What the task asks => Print the listing below line for line, with no changes.
○ ○ ○
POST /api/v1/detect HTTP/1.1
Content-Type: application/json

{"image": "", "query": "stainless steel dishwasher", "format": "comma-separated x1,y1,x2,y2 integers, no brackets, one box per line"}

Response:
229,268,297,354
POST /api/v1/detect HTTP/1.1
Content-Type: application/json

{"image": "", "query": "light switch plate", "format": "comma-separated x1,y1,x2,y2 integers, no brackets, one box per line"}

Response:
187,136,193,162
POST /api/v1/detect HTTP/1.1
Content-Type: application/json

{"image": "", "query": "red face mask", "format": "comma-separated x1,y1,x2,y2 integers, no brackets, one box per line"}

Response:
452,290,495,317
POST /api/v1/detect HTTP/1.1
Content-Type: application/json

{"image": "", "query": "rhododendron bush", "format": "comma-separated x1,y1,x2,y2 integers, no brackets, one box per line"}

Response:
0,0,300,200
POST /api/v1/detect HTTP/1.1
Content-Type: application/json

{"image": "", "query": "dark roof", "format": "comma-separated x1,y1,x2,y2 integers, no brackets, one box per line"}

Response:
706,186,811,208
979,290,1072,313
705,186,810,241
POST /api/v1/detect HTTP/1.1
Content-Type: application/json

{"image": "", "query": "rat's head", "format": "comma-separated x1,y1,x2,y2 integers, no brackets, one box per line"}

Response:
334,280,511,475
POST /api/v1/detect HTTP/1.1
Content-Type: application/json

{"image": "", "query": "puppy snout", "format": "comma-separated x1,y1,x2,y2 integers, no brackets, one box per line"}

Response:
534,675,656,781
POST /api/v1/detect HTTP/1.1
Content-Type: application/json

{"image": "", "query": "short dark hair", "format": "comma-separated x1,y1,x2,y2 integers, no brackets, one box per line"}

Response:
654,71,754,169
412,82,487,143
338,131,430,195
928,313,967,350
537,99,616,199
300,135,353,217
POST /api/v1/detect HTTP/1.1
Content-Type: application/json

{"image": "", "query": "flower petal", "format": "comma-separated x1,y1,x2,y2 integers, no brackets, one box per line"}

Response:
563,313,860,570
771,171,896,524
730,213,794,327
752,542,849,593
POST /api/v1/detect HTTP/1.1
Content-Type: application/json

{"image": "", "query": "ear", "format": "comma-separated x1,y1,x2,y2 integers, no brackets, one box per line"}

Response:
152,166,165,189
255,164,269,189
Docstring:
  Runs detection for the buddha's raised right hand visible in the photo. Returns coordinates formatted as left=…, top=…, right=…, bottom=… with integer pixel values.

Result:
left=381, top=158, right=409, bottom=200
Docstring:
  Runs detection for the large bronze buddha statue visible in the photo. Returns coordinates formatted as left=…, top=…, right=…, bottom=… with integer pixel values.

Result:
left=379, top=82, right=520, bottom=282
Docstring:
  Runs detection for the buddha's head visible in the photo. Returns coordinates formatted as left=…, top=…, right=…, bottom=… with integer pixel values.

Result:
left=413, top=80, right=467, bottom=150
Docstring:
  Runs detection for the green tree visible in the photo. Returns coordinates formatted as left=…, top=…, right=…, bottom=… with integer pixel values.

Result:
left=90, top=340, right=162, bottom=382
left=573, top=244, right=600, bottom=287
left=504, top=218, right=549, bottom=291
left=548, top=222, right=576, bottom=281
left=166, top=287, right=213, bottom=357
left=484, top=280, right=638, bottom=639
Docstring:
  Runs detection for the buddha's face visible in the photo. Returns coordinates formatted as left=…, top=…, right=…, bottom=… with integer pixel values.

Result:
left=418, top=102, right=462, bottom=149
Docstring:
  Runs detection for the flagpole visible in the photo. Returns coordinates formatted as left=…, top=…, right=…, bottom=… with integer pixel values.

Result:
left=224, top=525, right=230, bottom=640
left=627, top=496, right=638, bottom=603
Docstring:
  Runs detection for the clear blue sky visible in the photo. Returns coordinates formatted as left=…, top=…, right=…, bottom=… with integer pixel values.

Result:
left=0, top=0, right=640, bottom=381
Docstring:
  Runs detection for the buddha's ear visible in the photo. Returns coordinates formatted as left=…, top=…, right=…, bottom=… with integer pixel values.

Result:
○ ○ ○
Solution =>
POST /api/v1/detect HTTP/1.1
Content-Type: application/json

{"image": "", "query": "stainless steel dishwasher", "format": "comma-separated x1,y1,x2,y2 integers, no brackets, one box per line"}

Response:
229,268,297,354
POST /api/v1/detect HTTP/1.1
Content-Type: application/json

{"image": "", "query": "light switch plate", "format": "comma-separated x1,y1,x2,y2 integers, no brackets, one box per line"}

Response:
187,136,193,162
POST /api/v1/detect HTTP/1.1
Content-Type: application/json

{"image": "", "query": "red face mask", "format": "comma-separated x1,y1,x2,y2 integers, no brackets, one box per line"}

Response:
452,290,495,317
POST /api/v1/detect HTTP/1.1
Content-Type: application/json

{"image": "", "query": "rhododendron bush", "format": "comma-separated x1,y1,x2,y2 integers, no brackets, one box per line"}

Response:
0,0,300,200
POST /api/v1/detect HTTP/1.1
Content-Type: application/json

{"image": "", "query": "dark roof", "format": "comma-separated x1,y1,x2,y2 integers, no brackets, one box per line"}

Response:
706,186,811,208
979,290,1072,313
705,186,810,241
POST /api/v1/detect HTTP/1.1
Content-Type: application/json

{"image": "", "query": "rat's head", "format": "comma-separated x1,y1,x2,y2 integers, no brackets, one box per line"}

Response:
334,280,511,475
POST /api/v1/detect HTTP/1.1
Content-Type: application/json

{"image": "", "query": "puppy snout", "format": "comma-separated x1,y1,x2,y2 integers, no brackets, one box per line"}

Response:
534,675,656,781
POST /api/v1/detect HTTP/1.1
Content-Type: application/json

{"image": "", "query": "short dark hair", "format": "comma-separated x1,y1,x2,y2 integers, no brackets, one box per line"}

Response:
654,71,754,169
412,82,487,143
338,131,430,195
928,313,967,350
537,99,616,199
300,135,353,217
POST /api/v1/detect HTTP/1.1
Content-Type: application/json

{"image": "", "query": "flower petal", "format": "comma-separated x1,y1,x2,y2 integers, no brackets, one box per line"}

Response:
563,313,860,570
771,171,896,524
730,213,794,327
752,542,849,593
POST /api/v1/detect HTTP/1.1
Content-Type: application/json

{"image": "", "query": "ear", "format": "comma-separated x1,y1,x2,y2 integers, no brackets, one box per line"}

Response:
152,166,165,189
255,164,269,189
Docstring:
  Runs detection for the buddha's raised right hand visible in the photo. Returns coordinates formatted as left=…, top=…, right=…, bottom=… with integer pixel values.

Result:
left=381, top=158, right=409, bottom=200
Docstring:
  Runs detection for the large bronze buddha statue visible in the photo. Returns coordinates formatted as left=…, top=…, right=…, bottom=… with integer pixel values.

Result:
left=379, top=82, right=520, bottom=282
Docstring:
  Runs detection for the buddha's head visible in the photo. Returns coordinates formatted as left=…, top=…, right=…, bottom=… with integer pixel values.

Result:
left=413, top=80, right=467, bottom=150
Docstring:
  Runs detection for the green tree visible in the photo. Returns coordinates formatted as left=…, top=…, right=…, bottom=… with integer pixel values.

Result:
left=90, top=340, right=162, bottom=382
left=573, top=244, right=600, bottom=287
left=504, top=218, right=549, bottom=291
left=548, top=222, right=576, bottom=281
left=166, top=287, right=213, bottom=357
left=484, top=280, right=638, bottom=639
Docstring:
  Runs detection for the buddha's face visible in the photo. Returns coordinates formatted as left=…, top=…, right=…, bottom=… with integer pixel values.

Result:
left=418, top=102, right=462, bottom=149
Docstring:
  Runs detection for the flagpole visible in the photo. Returns coordinates formatted as left=…, top=…, right=…, bottom=… with integer pixel values.

Result:
left=224, top=525, right=230, bottom=640
left=627, top=496, right=638, bottom=603
Docstring:
  Runs detection for the clear blue sky visible in the photo. Returns coordinates formatted as left=…, top=…, right=…, bottom=… with integer pixel values.

Result:
left=0, top=0, right=640, bottom=381
Docstring:
  Runs detection for the buddha's ear visible in the photo. Returns coordinates formatted as left=…, top=…, right=…, bottom=… with integer pixel values.

Result:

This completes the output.